Written instruction:
Starting at the line that contains "mark the green grass | one pin per instance." and stopping after the last line of the records below, write out every line again, requests included. Scale each coordinate in the answers by 2.45 and round it to a whole number, with halves rounding up.

The records:
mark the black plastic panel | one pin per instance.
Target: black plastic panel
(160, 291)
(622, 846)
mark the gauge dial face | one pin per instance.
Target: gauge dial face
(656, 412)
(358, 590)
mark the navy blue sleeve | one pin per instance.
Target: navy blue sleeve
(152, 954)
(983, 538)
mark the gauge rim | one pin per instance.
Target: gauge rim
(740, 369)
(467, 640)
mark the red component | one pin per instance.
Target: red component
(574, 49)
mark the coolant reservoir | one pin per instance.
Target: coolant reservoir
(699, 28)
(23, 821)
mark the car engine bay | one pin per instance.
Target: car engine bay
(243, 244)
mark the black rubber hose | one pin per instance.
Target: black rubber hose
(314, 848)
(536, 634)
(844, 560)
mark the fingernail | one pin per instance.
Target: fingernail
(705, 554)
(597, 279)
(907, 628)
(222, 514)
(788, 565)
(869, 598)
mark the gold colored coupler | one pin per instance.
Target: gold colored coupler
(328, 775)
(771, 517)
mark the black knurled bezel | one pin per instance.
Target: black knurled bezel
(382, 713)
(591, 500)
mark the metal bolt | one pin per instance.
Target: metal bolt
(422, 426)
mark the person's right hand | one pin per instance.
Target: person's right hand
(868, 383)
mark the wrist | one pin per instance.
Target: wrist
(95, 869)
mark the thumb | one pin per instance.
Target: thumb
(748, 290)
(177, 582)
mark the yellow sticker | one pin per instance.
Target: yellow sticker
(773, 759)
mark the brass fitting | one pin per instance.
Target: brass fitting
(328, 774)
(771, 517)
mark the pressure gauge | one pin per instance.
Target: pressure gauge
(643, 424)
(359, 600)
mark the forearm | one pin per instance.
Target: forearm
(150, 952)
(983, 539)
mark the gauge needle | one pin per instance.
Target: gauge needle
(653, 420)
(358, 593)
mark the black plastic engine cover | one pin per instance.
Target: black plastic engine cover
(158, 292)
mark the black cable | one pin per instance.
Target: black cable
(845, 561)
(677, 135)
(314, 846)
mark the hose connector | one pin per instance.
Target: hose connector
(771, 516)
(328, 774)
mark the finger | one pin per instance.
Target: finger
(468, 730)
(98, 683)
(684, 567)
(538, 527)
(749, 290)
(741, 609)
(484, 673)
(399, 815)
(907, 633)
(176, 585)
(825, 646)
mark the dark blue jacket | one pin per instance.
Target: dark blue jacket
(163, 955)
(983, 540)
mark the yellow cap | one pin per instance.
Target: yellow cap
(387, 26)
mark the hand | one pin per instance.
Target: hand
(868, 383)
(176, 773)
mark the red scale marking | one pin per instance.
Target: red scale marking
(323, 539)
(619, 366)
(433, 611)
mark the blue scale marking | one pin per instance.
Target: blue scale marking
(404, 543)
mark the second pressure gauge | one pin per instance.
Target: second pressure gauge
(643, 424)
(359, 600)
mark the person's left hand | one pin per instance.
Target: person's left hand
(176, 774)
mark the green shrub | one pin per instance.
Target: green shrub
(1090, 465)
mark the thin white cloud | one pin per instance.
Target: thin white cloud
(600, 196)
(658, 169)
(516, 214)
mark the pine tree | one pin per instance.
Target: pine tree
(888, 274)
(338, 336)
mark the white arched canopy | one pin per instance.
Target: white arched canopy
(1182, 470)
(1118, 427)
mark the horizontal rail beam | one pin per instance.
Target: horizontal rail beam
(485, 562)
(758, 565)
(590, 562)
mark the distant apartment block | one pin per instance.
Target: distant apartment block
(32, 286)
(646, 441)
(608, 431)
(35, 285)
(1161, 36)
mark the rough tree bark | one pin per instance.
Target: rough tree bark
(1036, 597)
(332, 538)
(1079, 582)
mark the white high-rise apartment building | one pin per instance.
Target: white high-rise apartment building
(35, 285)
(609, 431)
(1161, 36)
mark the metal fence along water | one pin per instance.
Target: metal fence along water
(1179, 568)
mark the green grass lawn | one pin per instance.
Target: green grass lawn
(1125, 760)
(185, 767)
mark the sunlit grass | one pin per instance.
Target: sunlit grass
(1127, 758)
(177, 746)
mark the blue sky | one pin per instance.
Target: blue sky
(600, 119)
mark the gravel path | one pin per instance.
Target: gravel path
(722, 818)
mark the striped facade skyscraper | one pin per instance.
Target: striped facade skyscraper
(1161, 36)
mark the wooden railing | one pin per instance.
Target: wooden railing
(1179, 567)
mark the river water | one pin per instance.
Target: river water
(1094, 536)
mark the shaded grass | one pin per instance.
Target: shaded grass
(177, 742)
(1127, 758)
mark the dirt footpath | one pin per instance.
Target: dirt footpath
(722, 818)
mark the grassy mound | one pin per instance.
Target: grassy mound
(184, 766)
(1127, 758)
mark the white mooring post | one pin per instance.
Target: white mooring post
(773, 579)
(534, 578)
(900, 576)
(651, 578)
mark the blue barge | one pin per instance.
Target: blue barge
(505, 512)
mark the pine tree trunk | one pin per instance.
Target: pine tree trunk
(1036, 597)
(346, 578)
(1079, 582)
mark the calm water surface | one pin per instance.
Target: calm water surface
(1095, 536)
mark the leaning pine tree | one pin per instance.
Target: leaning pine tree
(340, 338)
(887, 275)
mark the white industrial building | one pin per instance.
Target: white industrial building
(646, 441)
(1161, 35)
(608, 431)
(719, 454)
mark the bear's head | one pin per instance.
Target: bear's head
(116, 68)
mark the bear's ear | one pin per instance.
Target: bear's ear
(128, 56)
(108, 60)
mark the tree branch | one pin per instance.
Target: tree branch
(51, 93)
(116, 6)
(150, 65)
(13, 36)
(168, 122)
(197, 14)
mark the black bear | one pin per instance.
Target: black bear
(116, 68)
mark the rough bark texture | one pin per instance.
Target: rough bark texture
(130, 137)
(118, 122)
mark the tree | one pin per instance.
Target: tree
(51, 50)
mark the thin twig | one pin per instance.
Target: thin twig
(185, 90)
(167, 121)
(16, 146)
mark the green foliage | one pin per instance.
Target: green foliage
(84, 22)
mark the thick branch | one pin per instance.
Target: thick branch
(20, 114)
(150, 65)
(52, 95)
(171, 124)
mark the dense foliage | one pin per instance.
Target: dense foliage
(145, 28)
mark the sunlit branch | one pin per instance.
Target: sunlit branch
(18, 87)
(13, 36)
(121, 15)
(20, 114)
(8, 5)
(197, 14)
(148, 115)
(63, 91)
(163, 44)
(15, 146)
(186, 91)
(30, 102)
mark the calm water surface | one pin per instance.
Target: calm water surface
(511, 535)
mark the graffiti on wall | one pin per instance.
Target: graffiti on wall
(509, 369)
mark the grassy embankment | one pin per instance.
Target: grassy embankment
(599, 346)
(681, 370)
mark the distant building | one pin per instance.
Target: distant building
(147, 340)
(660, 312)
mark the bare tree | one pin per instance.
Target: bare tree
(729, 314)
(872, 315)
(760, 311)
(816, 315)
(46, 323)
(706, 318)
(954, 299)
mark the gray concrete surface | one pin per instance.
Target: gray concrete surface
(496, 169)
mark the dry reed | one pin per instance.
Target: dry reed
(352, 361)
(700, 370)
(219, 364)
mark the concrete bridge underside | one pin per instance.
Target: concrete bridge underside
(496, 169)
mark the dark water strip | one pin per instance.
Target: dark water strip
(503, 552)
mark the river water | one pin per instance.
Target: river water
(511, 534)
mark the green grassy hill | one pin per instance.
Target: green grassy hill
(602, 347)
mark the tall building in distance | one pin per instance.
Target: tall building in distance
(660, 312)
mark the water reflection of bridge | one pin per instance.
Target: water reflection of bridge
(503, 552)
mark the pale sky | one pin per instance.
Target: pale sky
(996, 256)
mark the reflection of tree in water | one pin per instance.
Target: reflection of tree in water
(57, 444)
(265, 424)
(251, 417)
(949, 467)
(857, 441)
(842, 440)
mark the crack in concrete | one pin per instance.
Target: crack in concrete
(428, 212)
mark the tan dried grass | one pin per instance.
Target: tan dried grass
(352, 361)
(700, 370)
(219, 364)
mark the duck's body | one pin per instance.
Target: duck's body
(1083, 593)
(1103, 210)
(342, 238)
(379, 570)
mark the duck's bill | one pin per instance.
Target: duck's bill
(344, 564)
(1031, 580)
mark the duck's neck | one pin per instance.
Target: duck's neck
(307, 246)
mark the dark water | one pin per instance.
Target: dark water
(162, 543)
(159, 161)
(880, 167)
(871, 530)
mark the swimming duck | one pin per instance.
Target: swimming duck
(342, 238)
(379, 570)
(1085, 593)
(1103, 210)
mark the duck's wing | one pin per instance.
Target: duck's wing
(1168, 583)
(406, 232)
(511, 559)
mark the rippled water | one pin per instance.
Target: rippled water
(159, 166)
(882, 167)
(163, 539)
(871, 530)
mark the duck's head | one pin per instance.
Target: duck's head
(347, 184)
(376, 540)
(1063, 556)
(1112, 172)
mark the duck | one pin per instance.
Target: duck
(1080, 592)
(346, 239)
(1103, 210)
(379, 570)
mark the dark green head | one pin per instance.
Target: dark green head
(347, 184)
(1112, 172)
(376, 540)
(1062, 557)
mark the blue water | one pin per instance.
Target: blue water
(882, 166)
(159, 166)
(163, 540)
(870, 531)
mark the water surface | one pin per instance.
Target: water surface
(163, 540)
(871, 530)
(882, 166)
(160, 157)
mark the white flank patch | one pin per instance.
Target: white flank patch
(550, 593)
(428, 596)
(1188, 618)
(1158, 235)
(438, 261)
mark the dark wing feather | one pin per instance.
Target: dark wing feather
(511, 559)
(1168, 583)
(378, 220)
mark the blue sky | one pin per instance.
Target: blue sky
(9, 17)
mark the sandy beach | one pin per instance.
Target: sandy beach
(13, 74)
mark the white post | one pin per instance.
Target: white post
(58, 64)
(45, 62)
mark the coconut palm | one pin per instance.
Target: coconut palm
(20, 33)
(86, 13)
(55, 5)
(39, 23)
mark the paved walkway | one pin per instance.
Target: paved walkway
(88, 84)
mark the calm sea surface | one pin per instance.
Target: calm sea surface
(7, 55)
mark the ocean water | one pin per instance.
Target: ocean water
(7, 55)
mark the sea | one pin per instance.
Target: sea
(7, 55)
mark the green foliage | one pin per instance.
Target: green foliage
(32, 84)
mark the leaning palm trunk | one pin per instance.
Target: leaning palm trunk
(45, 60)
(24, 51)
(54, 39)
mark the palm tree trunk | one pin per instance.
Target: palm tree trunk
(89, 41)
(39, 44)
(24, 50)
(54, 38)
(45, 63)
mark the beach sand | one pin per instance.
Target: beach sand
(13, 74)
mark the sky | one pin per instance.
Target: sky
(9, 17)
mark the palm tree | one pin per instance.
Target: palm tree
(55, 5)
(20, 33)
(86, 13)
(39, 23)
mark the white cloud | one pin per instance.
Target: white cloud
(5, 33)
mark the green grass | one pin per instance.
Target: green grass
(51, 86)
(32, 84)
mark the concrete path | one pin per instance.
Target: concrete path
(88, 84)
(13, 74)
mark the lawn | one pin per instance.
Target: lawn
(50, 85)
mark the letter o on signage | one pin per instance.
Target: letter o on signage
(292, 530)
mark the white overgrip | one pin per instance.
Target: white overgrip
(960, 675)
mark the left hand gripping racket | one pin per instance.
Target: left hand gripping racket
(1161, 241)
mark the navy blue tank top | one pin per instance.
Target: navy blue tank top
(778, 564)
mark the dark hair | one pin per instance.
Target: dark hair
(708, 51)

Finished exercise:
mark the green grass | one pin per instance.
Target: green grass
(125, 211)
(78, 206)
mark the concrete path | one pin per instance.
Target: concrete path
(216, 206)
(32, 181)
mark the lawn | one pin per instance.
Target: lawn
(123, 208)
mark the letter o on signage | one pin per instance.
Target: letter o on signage
(715, 1299)
mark the white overgrip | one pin per instance.
Target: white overgrip
(2352, 1654)
mark the left hand gripping racket | one pin per instance.
Target: left hand gripping racket
(2844, 590)
mark the navy blue tank top | one pin per instance.
Target: navy blue tank top
(1906, 1382)
mark the dark hair | one pin per instance.
Target: dark hair
(1735, 125)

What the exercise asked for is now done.